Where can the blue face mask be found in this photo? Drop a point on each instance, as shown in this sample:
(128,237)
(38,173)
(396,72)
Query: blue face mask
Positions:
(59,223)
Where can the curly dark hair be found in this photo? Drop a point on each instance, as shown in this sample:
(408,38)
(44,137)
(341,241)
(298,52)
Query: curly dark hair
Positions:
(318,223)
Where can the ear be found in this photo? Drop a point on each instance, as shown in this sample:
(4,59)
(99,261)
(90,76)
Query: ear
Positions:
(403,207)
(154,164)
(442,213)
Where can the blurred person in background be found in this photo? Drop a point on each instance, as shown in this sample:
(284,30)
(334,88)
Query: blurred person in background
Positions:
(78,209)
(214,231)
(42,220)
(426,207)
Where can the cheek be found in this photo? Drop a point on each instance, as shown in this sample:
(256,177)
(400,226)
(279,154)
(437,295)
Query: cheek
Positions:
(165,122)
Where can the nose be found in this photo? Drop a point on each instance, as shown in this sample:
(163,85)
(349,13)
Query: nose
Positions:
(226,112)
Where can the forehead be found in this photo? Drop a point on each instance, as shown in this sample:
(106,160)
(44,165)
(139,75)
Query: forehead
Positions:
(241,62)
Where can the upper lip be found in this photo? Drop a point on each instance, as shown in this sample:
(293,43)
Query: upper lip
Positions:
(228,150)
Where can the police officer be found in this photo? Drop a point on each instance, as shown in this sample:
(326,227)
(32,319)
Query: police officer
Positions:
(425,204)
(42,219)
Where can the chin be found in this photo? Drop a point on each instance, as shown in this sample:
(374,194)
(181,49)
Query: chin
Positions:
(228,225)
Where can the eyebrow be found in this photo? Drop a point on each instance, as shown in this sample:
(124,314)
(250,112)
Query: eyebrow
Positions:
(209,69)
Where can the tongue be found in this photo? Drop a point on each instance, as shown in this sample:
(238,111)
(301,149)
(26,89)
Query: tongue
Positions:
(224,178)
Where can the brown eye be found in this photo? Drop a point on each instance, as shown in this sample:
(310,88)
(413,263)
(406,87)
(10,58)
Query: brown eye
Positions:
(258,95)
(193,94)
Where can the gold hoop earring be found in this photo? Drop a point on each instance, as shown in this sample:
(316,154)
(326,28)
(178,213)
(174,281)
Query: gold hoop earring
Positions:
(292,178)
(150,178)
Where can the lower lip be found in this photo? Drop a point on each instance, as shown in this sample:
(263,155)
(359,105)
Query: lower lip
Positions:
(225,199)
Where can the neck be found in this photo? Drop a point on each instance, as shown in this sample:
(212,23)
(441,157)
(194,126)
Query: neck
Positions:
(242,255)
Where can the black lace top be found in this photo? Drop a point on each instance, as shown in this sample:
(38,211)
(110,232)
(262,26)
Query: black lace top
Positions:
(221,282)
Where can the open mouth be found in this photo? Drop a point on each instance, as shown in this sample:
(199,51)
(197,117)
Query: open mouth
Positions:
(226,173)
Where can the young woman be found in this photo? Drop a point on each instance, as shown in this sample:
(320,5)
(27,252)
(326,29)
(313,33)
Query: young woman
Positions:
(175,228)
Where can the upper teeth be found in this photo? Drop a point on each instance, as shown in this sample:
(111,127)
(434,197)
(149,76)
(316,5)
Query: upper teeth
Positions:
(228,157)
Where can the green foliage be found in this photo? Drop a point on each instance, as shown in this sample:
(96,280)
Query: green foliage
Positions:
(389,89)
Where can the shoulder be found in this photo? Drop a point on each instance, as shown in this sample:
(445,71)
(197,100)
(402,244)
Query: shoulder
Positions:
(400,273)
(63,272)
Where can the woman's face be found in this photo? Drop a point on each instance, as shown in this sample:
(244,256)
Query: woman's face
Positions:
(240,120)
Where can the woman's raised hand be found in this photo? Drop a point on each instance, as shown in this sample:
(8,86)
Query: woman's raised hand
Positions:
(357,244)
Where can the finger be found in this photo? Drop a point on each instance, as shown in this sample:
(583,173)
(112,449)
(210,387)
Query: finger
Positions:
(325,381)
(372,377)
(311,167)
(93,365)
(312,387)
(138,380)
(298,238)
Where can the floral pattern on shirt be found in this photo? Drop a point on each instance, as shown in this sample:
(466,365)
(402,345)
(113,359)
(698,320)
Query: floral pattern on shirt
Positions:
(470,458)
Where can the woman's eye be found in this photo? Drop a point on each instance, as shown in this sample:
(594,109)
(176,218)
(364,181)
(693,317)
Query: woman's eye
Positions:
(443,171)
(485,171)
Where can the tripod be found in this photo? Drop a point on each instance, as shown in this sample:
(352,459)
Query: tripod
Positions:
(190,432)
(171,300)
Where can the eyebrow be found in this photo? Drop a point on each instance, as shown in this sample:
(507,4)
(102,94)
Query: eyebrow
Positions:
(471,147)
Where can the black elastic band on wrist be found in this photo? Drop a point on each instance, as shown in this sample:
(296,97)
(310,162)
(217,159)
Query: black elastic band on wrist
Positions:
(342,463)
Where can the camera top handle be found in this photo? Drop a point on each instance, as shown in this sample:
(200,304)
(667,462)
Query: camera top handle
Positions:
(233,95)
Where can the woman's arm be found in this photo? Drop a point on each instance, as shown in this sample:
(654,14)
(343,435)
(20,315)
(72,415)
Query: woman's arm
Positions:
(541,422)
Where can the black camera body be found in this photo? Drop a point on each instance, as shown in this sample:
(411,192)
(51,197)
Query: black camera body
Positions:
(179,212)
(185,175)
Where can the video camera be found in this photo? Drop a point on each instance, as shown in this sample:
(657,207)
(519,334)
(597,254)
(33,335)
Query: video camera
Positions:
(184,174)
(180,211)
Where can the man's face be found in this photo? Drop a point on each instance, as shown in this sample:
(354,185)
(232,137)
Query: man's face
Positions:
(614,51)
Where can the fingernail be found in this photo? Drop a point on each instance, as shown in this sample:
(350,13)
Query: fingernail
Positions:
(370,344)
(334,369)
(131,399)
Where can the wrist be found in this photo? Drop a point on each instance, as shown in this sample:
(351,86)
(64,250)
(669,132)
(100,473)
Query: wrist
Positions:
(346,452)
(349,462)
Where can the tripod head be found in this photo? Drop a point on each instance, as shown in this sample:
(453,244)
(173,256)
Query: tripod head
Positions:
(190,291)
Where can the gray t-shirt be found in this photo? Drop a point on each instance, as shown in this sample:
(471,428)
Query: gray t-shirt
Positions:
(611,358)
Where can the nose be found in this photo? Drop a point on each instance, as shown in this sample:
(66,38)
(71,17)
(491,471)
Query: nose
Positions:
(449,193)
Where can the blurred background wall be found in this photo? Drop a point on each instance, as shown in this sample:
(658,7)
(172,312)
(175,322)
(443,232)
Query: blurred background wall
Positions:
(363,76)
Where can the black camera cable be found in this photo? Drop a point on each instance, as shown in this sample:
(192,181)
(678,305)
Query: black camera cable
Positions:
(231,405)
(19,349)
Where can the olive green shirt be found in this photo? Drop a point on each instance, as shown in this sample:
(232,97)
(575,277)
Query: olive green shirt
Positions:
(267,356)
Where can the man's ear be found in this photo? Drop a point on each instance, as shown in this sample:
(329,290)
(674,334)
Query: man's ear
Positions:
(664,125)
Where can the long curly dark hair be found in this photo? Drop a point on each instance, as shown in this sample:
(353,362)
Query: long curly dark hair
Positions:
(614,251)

* * *

Exercise goal:
Note each line of the material holding "floral" and copy it out.

Output below:
Where can the floral pattern on shirt be found in this photo? Drop a point on each instance, as shown in this sample:
Query: floral pattern on shirt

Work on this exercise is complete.